* [What to do]:
Write back every record verbatim.

* [Material for this task]:

==*==

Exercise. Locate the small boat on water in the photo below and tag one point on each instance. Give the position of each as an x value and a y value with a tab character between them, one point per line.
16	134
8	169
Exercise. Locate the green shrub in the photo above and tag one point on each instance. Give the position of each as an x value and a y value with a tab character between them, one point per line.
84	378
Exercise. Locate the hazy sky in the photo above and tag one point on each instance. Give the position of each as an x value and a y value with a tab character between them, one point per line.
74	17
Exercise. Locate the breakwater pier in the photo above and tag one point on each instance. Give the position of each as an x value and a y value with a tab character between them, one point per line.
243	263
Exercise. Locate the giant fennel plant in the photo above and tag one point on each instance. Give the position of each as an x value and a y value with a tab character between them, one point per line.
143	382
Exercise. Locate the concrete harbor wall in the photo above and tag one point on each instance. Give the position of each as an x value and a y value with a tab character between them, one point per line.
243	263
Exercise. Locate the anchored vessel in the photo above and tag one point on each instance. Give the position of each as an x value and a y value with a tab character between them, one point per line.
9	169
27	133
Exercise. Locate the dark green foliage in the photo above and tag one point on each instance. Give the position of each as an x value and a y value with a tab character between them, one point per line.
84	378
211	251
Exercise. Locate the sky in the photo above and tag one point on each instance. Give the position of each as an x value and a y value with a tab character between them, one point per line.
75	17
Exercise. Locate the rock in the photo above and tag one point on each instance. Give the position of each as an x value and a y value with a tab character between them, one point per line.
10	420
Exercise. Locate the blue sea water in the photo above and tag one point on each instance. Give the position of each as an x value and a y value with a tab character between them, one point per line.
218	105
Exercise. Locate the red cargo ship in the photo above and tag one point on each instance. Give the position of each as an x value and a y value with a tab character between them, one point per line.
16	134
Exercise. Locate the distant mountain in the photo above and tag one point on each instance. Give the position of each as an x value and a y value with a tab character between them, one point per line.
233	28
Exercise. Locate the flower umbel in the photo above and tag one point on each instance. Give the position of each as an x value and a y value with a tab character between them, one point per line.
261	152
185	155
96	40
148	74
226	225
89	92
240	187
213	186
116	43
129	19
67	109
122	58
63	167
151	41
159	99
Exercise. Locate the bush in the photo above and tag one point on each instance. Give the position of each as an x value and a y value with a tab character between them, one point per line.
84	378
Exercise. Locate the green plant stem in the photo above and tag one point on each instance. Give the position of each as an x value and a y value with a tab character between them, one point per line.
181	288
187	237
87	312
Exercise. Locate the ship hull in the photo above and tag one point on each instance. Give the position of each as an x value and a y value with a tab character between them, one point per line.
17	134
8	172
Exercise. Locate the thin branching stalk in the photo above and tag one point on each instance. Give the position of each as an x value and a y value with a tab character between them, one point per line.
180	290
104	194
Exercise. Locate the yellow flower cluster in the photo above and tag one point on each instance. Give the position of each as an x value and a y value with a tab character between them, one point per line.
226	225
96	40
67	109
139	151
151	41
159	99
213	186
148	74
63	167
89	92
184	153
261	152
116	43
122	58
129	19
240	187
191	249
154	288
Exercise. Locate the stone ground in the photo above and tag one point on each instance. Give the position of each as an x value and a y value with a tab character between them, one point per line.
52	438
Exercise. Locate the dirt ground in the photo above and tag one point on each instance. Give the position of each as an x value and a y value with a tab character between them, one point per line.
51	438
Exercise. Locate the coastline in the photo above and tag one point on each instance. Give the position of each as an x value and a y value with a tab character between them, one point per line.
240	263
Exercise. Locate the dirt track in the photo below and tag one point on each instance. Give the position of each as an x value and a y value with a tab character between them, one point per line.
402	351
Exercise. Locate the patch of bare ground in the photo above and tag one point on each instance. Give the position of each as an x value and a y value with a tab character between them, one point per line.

==*==

* [Answer box]:
Exercise. Locate the small boat on water in the photo below and tag one point on each instance. Give the position of each as an x value and a y value with a tab character between them, one point per line.
16	134
8	169
Exercise. Locate the green shrub in the photo above and tag one point on each instance. Give the position of each as an x value and a y value with a tab character between them, one point per line.
84	378
Exercise. Locate the hazy sky in the photo above and tag one point on each instance. Give the position of each as an x value and a y value with a tab character between them, one point per line.
74	17
Exercise. Locate the breakwater pier in the photo above and tag one point on each instance. Give the position of each as an x value and a y value with a tab character between them, one point per line.
243	263
Exercise. Locate the giant fennel plant in the photo above and tag one point on each instance. Give the position of each as an x value and a y value with a tab character between them, one point per line.
143	382
Exercise. Locate the concrete harbor wall in the photo above and tag one point on each instance. Give the position of each as an x value and a y value with a tab character between them, one point per line.
243	263
Exercise. Locate the anchored vessel in the photo above and tag one point on each instance. Give the position of each as an x value and a y value with a tab character between them, one point per line.
9	169
27	133
Exercise. Locate the dark green foliage in the photo above and tag one point on each instance. Give the position of each as an x value and a y value with a tab character between them, one point per line.
84	378
211	251
Exercise. Locate the sky in the photo above and tag one point on each instance. Give the position of each as an x value and a y value with a tab character between them, one point per line.
75	17
Exercise. Locate the rock in the photo above and tag one point on each instance. Give the position of each as an x value and a y value with a tab character between them, one point per line.
10	420
Exercise. Locate the blue sea water in the photo above and tag one point on each instance. Give the position of each as an x value and a y value with a tab character between them, one point per line.
218	105
Exercise. Locate the red cargo ship in the photo above and tag one point on each instance. Give the position of each as an x value and a y value with a tab character between them, one point per line.
16	134
Exercise. Locate the distant mountain in the photo above and tag one point on each instance. Give the position of each as an x value and a y value with a tab character between them, one point per line.
233	28
Exercise. Locate the flower umbel in the photo above and tag one point on each instance. Give the position of each as an x value and a y value with a tab character between them, one point per line.
261	152
185	155
96	40
148	74
226	225
89	92
240	187
213	186
116	43
129	19
67	109
122	58
63	167
151	41
159	99
Exercise. Locate the bush in the photo above and tag one point on each instance. Give the position of each as an x value and a y value with a tab character between them, one point per line.
84	378
Exercise. Locate the green plant stem in the photo above and tag one point on each instance. Give the position of each as an x value and a y value with a tab character between them, one point per line.
181	288
187	237
87	312
Exercise. Locate the ship hull in the photo above and tag one point on each instance. Give the position of each as an x value and a y value with a tab character between them, one point per line.
17	134
8	172
Exercise. Locate the thin branching stalk in the photo above and tag one point on each instance. Give the position of each as an x value and a y value with a tab character between them, one point per line.
180	290
104	194
Exercise. Locate the yellow flower cluster in the photo above and tag one point on each instance. Give the position of each as an x value and a y value with a tab character between them, one point per line.
226	225
96	40
67	109
139	151
151	41
159	99
213	186
148	74
63	167
89	92
184	153
261	152
116	43
122	58
129	19
240	187
191	249
154	288
Exercise. Locate the stone ground in the photo above and tag one point on each instance. Give the position of each as an x value and a y value with a tab character between them, one point per line.
52	438
Exercise. Locate the dirt ground in the photo above and tag one point on each instance. Give the position of each as an x value and a y value with a tab character between them, one point per line.
51	438
Exercise. Locate the coastline in the photo above and tag one point on each instance. Give the position of each as an x value and a y value with a tab character between them, one point per line.
240	263
Exercise. Locate the dirt track in the photo below and tag one point on each instance. Give the position of each as an x value and a y value with a tab character between them, one point per line.
402	351
Exercise. Locate the patch of bare ground in the photo above and tag one point on each instance. Give the position of each as an x value and a y value with a tab character between them, one point per line.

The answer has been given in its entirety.